(Part of a data file)
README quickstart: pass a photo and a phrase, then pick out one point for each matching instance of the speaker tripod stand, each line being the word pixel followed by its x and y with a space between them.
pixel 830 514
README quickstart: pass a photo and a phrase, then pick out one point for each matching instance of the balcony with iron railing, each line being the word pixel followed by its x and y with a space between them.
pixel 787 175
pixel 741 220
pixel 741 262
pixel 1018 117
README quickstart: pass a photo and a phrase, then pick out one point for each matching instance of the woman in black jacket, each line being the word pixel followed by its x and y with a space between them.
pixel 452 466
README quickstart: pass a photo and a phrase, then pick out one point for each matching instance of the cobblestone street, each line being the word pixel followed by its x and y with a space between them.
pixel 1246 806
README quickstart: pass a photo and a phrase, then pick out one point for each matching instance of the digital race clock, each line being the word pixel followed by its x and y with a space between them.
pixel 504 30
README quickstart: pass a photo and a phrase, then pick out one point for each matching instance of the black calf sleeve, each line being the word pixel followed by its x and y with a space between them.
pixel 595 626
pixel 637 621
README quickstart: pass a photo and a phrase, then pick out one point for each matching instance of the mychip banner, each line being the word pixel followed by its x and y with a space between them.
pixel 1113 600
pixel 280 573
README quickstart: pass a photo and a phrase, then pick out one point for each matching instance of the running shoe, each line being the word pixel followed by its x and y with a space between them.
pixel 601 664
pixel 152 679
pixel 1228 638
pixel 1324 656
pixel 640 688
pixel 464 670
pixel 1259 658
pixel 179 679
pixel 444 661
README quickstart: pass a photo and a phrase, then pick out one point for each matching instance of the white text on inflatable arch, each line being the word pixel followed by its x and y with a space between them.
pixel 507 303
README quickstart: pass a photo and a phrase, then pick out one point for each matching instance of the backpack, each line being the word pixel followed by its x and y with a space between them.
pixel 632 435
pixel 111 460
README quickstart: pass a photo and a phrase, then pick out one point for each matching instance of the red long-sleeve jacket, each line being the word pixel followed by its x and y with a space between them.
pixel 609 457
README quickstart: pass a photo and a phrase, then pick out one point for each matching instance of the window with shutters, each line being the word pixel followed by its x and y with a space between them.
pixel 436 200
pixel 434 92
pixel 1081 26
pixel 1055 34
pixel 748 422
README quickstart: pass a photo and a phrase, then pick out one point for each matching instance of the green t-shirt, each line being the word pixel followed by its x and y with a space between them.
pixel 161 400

### PROBLEM DESCRIPTION
Rewrite the records above as a numbered list, leaving out any blank lines.

### TASK ANSWER
1. README quickstart: pass a photo and a phrase, then pick out one point for each matching instance of the speaker tripod stand, each line being the word pixel followed by its x and y with a space between them.
2. pixel 830 514
3. README quickstart: pass a photo and a phrase, then pick out one point for each matching instance of the balcony with iron railing, each line being the word pixel followed by its x and y with a space between them.
4. pixel 787 175
5. pixel 741 220
6. pixel 741 262
7. pixel 1018 117
8. README quickstart: pass a photo and a phrase, then pick out one point for each matching instance of the woman in black jacket, each line being the word pixel followed by its x and y with a space between them.
9. pixel 452 466
10. README quickstart: pass a photo and a phrase, then pick out one point for each matching instance of the cobblestone street, each line being the word pixel followed by its x and y with a space between them.
11. pixel 1246 806
12. README quickstart: pass a photo and a phrase, then pick out one point for each matching instance of the digital race clock, each line being the word pixel followed by its x and y with a space between them.
13. pixel 504 30
14. README quickstart: pass a photo and a phrase, then pick out one point for each matching instance of the black calf sleeve, each line being the word pixel followed by its x and y with a space between them.
15. pixel 595 626
16. pixel 637 621
17. README quickstart: pass a photo and a phrase, then pick out one point for each matching instance of the mychip banner, each line being the word pixel followed by its x and y with a space between them.
18. pixel 1113 600
19. pixel 280 573
20. README quickstart: pass a photo and a phrase, then pick out one point for each matching instance of the running shoe, each line being the word pixel followed by its x and y with a space between them.
21. pixel 601 664
22. pixel 152 679
23. pixel 1228 638
24. pixel 1324 656
25. pixel 640 688
26. pixel 464 670
27. pixel 1259 658
28. pixel 179 679
29. pixel 444 661
30. README quickstart: pass a photo and a phrase, then pick out one point for each matching instance of the white text on inflatable arch, each line being the word pixel followed by its x and y with a space between them.
31. pixel 507 303
32. README quickstart: pass a photo and a phrase, then pick out one point for each matching instance of the backpack, each line being the word pixel followed by its x and y with a space between them.
33. pixel 632 435
34. pixel 111 460
35. README quickstart: pass a photo and a phrase, then pick out one point for each matching instance of the red long-sleeve jacket, each line being the word pixel followed by its x and y with a space between them.
36. pixel 609 457
37. README quickstart: pass a photo and a phrase, then pick out one point for each matching instance of the window with shutters, each line being the word pixel followed by its x and y with a space between them.
38. pixel 436 200
39. pixel 434 92
40. pixel 1081 26
41. pixel 1055 34
42. pixel 748 422
43. README quickstart: pass a photo and a phrase, then pick out one point for each matching instance of the green t-shirt, each line being the word pixel followed by its x and y with a space between them.
44. pixel 161 400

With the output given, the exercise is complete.